» TEXT SHOWN:
———
You can glaze after Prime but as noted, you'll loose the sealant properties of Prime.

I've tried it on a test panel (with Black Hole if I recall) and it worked fine.


----------



## Maggi200 (Aug 21, 2009)

I wouldn't imagine you would with black hole for instance? That's claimed it can go over anything without stripping. I've certainly never really noticed any cleaning abilities when applied by hand


----------



## gally (May 25, 2008)

Thanks guys, kinda answered my own question aswell. Was just reading one on using PB WD under Jett and over Prime, so other people have tried it.

My paint if far from perfect after a very harsh winter so barring more correction work a glaze always helps I find.

I'll consider it. Rob in regards to #4 i've looked at it loads and remember your review (I think) comparing BH. I'll go pick up a sample. I have a full bottle of EZ creme aswell and BH here.


----------



## John @ PB (Aug 25, 2010)

maggi112 said:


> I wouldn't imagine you would with black hole for instance? That's claimed it can go over anything without stripping. I've certainly never really noticed any cleaning abilities when applied by hand


It won't strip it, but whilst the Black Hole will bond to the Prime, the LSP will sit on top of Black Hole and bond to it instead of bonding to the sealant base of Prime.

Essentially, the Black Hole will be a sandwich layer between Prime and the LSP and the LSP won't have such a strong bond onto Black Hole as it would onto Prime so you'll lose a wee bit of durability.


----------



## gally (May 25, 2008)

^ Exactly my thinking John. Thanks again guys.


----------



## ClioToby (Oct 22, 2009)

Right so basically Its awsome and theres no reason I shouldnt buy it?


----------



## gally (May 25, 2008)

Ha, oh PB offer free delivery.

Enough reason?


----------



## ClioToby (Oct 22, 2009)

When? currently?


----------



## amiller (Jan 1, 2009)

ClioToby said:


> When? currently?


FOREVER!  (Mainland UK only)


----------



## ClioToby (Oct 22, 2009)

Ah sweet. need a Swissvax wheel brush and new towel also. thats worked out well.


----------



## gally (May 25, 2008)

Haha! I'm thinking about banning their website from myself!


----------



## MilesBetter (Aug 9, 2010)
———
» ENTRIES SUPPLIED:
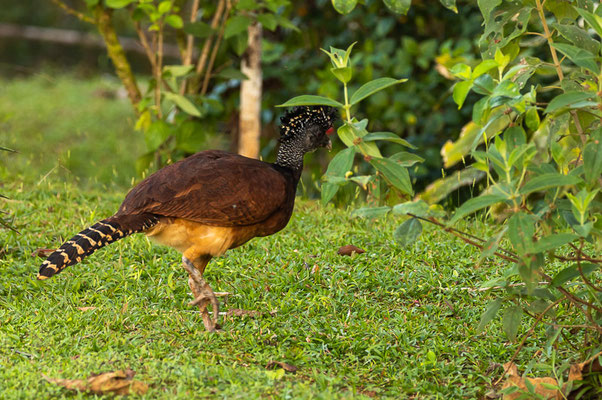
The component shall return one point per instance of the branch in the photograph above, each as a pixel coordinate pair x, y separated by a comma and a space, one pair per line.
466, 237
81, 16
207, 45
548, 36
524, 339
104, 22
147, 49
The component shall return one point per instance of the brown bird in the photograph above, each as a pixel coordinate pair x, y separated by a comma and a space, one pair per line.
208, 203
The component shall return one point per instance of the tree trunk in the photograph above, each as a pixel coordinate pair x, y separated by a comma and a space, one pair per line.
250, 96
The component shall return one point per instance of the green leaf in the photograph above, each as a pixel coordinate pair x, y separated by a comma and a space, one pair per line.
371, 212
236, 25
407, 233
476, 204
311, 100
450, 4
489, 314
344, 6
372, 87
441, 188
546, 181
592, 19
419, 208
164, 7
553, 242
484, 66
571, 100
532, 119
461, 90
183, 103
521, 228
579, 56
175, 21
578, 37
398, 6
511, 321
406, 159
397, 175
592, 158
268, 20
198, 29
118, 3
572, 272
388, 136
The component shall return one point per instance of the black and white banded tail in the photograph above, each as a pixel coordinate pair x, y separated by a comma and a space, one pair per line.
93, 238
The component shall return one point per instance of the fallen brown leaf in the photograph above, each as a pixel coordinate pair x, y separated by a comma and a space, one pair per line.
237, 312
349, 250
118, 382
285, 366
514, 379
42, 253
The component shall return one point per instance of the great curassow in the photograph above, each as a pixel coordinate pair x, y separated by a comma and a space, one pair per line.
208, 203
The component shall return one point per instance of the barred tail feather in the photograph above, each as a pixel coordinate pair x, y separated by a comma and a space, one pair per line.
93, 238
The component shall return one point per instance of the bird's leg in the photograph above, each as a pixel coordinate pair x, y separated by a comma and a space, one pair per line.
203, 294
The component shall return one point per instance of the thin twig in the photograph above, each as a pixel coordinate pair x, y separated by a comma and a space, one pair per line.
557, 65
207, 45
150, 54
158, 69
524, 339
465, 237
187, 60
216, 48
79, 15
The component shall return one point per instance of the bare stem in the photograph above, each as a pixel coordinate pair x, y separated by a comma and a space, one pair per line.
189, 42
557, 65
81, 16
158, 68
215, 48
150, 54
526, 336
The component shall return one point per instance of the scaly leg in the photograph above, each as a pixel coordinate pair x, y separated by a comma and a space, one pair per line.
203, 294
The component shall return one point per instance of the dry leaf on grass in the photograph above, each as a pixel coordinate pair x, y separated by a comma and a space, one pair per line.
237, 312
42, 253
285, 366
118, 382
349, 250
514, 379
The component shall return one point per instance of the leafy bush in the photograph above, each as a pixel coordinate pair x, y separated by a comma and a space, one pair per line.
536, 138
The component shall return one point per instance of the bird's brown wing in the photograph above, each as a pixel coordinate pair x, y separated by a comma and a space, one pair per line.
211, 187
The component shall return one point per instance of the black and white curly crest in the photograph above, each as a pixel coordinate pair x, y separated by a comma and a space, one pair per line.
295, 120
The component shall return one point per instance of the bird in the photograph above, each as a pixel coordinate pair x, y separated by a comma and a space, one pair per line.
209, 203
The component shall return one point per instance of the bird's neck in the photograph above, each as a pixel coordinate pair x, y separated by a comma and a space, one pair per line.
290, 155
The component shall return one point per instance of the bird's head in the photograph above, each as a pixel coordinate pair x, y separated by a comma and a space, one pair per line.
308, 127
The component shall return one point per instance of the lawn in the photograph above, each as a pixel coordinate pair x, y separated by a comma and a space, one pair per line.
392, 322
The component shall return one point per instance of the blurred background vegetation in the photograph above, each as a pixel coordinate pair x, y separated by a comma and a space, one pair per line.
———
» TASK SET:
1/ In the forum thread on glazing over Prime, what area does the free delivery from PB cover?
2/ Pick up the forum thread on glazing over Prime from its last line and write the post that follows.

» RESULTS IN ORDER:
1/ Mainland UK only.

2/
Excellent advice from the masters of Werkstatt @ PB :thumb:

They have seen me on the path to enlightenment with some advice I sought for my recent RS4 detail.... and the results speak for themselves, the Flake and pop is Fecking awesome 

Check out my flake here  http://www.detailingworld.co.uk/forum/showthread.php?t=204679

Based on PB wise words I now use Prime on the glass and the beading is simply amazing and don't need wipers when going fast enough, and peoples who I have detailed have commented on whats that stuff I put on their glass as the beading is amazing. Its great on the Audi Chrome grills, badges, window trim and brings them up lovely and beauty is, that it doesnt stain rubbers so you can go over everything and not worry. I use Prime Strong on wheels and shuts and amazed how much stuff it pulls out the paint/ wheels.


----------



## gally (May 25, 2008)

Thanks Steve, it was an easy choice when looking for a new cleanser especially considering how much it can be used on.

Think this is my 6th cleanser! I need another hobbie!


----------



## MilesBetter (Aug 9, 2010)

gally said:


> Thanks Steve, it was an easy choice when looking for a new cleanser especially considering how much it can be used on.
> 
> Think this is my 6th cleanser! I need another hobbie!


I am also tempted to try out valet pro achilles prep & citrus bling when not using the complete Jeffs system; I guess you would have tried those two, any thoughts


----------



## gally (May 25, 2008)

Only the VP steve had a small sample of it which was very good if anything felt better than LP but just didn't offer enough imo. 

LP by machine is hard to beat just due to the fact it can correct when worked correctly. But even then i'd use a cleanser by hand, I think prime would be hard to beat by hand you only have to look at the dirt it can draw from the paint AFTER correction.

Bling i've yet to try, i've got a thing about having to pick the bloody expensive stuff to try!

Story of my life, the OH is sizing up a box for me to sleep in at the moment!


----------



## Ross (Apr 25, 2007)

I would not be without Carlack NSC:thumb:http://www.cleanyourcar.co.uk/sealants/carlack-68-nano-systematic-care-various-sizes-/prod_356.html


----------



## MilesBetter (Aug 9, 2010)

gally said:


> Only the VP steve had a small sample of it which was very good if anything felt better than LP but just didn't offer enough imo.
> 
> LP by machine is hard to beat just due to the fact it can correct when worked correctly. But even then i'd use a cleanser by hand, I think prime would be hard to beat by hand you only have to look at the dirt it can draw from the paint AFTER correction.
> 
> ...


Thanks, I find Prime to work for me all-round and really versatile; you always wonder if there maybe soemthing else out there that could offer that little bit extra.


----------



## MilesBetter (Aug 9, 2010)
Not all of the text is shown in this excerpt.